EXERCISE | All of the lines below are to be transcribed faithfully, with pictures excluded from the copy.

Records of labeled points:
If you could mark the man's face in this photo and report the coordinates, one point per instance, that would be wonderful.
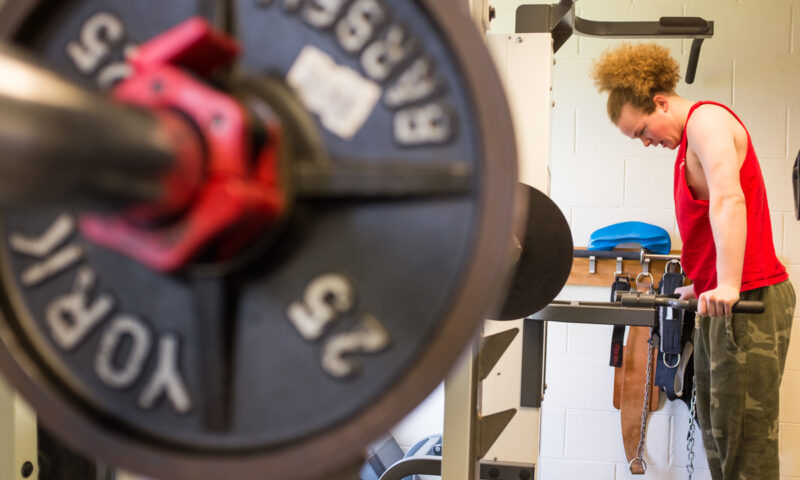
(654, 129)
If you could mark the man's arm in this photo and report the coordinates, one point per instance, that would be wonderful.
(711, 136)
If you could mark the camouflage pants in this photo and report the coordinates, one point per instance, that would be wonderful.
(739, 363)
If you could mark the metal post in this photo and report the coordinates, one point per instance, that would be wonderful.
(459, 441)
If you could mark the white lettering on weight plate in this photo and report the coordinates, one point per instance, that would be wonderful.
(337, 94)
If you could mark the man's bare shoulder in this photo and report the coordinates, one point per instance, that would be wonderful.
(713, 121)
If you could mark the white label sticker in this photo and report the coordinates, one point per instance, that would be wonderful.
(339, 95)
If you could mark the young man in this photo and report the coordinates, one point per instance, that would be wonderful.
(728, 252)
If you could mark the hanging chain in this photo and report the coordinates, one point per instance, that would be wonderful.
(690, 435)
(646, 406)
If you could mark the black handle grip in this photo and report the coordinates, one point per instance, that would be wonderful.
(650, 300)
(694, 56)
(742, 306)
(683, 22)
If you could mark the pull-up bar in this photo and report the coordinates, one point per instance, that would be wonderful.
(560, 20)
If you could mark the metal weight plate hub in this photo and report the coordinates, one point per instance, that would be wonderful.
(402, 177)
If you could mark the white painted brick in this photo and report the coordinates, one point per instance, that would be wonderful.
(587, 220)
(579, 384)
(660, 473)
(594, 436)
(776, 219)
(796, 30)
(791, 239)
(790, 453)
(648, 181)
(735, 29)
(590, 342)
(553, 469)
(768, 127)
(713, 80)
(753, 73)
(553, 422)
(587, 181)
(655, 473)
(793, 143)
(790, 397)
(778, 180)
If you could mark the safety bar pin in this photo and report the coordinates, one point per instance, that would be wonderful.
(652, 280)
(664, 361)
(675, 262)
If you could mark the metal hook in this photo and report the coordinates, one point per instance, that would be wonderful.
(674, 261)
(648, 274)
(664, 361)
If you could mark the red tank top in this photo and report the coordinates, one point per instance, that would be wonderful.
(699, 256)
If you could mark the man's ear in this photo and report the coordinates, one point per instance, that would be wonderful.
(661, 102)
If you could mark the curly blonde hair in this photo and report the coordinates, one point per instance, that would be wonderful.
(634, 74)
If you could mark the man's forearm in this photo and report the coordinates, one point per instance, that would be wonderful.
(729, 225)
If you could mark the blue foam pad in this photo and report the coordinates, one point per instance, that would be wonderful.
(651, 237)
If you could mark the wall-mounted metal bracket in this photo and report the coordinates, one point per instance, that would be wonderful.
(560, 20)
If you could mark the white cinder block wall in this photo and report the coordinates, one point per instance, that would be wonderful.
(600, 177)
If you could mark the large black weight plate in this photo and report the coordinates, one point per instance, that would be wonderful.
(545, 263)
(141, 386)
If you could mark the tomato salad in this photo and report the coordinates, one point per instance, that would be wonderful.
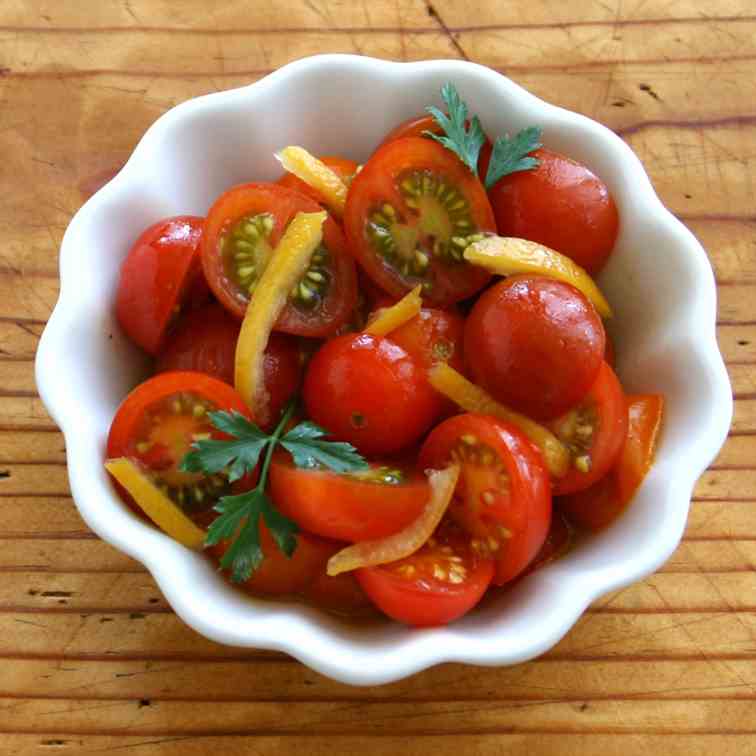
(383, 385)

WORKED SOLUTION |
If you could mark the man's face in this photo and report the coordinates, one point per instance, that would be wonderful.
(654, 129)
If you could mark the man's arm in this photo and report the coordinates, one point per instance, that would be wonderful.
(711, 136)
If you could mark the camouflage pants in this photo and report the coordinates, one point per instance, that would be wonderful.
(739, 363)
If you could mark the metal post in this photo and report the coordinates, one point per instance, that would be wonderful.
(459, 441)
If you could mark the white lettering on weight plate in this photo and report the coordinates, one point per instance, that would be wonderful.
(337, 94)
If you could mark the man's bare shoulder in this photo and report the coordinates, one point per instance, that would be wonderful.
(713, 121)
If you could mark the white label sticker in this photo and report the coordinates, one point per instance, that would be wonderful.
(339, 95)
If you could mark the young man in this photo and report the coordinates, one point per instance, that would be wonderful.
(728, 252)
If you could mark the hanging chain in this photo and report the coordinates, one point per instance, that would be wonderful.
(690, 435)
(646, 406)
If you could mark the black handle grip in this photo and report the coordinates, one point per instance, that would be wonderful.
(650, 300)
(694, 56)
(742, 306)
(683, 22)
If you could mark the pull-up bar in this photo and report the coordinates, one point per instance, that would be wonderful.
(560, 20)
If you could mark the metal weight plate hub in this photo and report the coordinates, one point per instance, that would be wonderful.
(402, 177)
If you could mark the white painted brick in this photo and report the coordinates, one point per instance, that would be wonderful.
(587, 220)
(579, 384)
(660, 473)
(594, 436)
(776, 219)
(796, 30)
(791, 239)
(790, 453)
(648, 181)
(735, 29)
(590, 342)
(553, 469)
(768, 127)
(713, 80)
(753, 73)
(553, 422)
(587, 181)
(655, 473)
(793, 143)
(790, 397)
(778, 180)
If you could mark the safety bar pin in this photo and report the coordinates, one point per instance, that would be wonderful.
(652, 280)
(664, 361)
(675, 262)
If you could mark the metal hook in this photo and report the coordinates, one point per instance, that would be wonderful.
(674, 261)
(648, 274)
(664, 361)
If you could mark the red tank top in this photo and report the coordinates, one point per instance, that would be wonderful.
(699, 256)
If you could mark the man's ear in this photo and report the coordinates, one point per instance, that would be wonderful.
(661, 102)
If you could mark the curly blonde hair in this photo and report the coordinates, one point per instance, that would be wonderful.
(634, 74)
If you could mark the man's forearm in this photo and report the coordinates, one point per instance, that would be wonderful.
(729, 225)
If you could mark the blue foam pad in this photo and report the coordinates, one point per instance, that would be wonderful.
(651, 237)
If you could mark the wall-mounted metal bracket in this photo and report the coordinates, one point per instance, that would be wonderful.
(560, 20)
If you could mark the white cinder block wall in this photo and report the coordinates, one point per instance, that would be wonderful.
(600, 177)
If you could mark the large black weight plate in this photo and report the coordinates, one point per instance, that would be wonderful.
(545, 263)
(141, 386)
If you could mark the tomato salad in this photo and report the coordinates, one point per instance, that would be wonderful.
(383, 385)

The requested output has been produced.